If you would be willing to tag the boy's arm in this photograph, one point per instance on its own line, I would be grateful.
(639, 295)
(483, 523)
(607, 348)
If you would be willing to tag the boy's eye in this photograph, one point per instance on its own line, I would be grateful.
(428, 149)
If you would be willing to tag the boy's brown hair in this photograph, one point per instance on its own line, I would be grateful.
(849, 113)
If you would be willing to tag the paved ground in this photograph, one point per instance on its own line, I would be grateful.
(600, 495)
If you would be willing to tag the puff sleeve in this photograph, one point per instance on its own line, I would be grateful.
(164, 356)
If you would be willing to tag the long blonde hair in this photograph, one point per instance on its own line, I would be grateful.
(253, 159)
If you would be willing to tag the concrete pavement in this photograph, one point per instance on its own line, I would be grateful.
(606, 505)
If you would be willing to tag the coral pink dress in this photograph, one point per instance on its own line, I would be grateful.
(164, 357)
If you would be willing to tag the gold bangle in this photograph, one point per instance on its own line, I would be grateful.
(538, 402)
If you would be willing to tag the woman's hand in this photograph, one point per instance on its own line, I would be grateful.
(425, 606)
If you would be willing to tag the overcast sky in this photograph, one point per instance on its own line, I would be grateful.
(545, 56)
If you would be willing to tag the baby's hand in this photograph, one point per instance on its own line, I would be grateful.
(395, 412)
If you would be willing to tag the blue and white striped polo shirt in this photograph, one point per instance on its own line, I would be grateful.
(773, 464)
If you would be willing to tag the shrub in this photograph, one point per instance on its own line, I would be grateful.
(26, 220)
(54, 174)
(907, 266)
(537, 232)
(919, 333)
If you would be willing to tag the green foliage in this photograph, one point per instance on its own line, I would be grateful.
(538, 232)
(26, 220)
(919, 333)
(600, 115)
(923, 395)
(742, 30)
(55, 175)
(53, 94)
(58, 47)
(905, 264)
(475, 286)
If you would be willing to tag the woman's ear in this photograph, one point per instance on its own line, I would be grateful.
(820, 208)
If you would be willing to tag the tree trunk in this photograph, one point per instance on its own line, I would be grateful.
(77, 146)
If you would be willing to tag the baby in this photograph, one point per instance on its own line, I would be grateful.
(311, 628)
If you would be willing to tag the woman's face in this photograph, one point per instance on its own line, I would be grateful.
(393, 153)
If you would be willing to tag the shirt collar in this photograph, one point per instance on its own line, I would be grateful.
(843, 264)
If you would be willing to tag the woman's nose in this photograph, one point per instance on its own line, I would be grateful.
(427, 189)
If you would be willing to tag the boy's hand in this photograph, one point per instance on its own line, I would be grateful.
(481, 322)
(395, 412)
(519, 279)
=====
PROBLEM DETAILS: Can you arrange the lines of the items above as a Markdown table with the columns Row and Text, numbering each line and leaving out any blank ones? Begin at the line that contains "If you would be willing to tag the woman's nose" and stop after the final line of the items.

FINAL RESULT:
| Row | Text |
|---|---|
| 1 | If you would be willing to tag the woman's nose in this photograph, one point per instance on its own line, I would be grateful. |
| 2 | (427, 189) |
| 3 | If you would be willing to tag the boy's hand in this photograph, one point per instance on its own line, I would be grateful. |
| 4 | (481, 322) |
| 5 | (395, 412) |
| 6 | (519, 279) |